Your task: Retype each entry exactly.

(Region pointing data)
┌──
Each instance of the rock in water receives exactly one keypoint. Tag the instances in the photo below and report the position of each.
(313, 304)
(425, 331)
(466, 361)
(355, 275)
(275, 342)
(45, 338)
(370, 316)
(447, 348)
└──
Exercise result:
Each instance of the rock in water receives exactly one keypoint. Tag the instances in the photo below and report the position of each.
(313, 304)
(425, 331)
(466, 361)
(355, 275)
(275, 342)
(45, 338)
(370, 316)
(447, 348)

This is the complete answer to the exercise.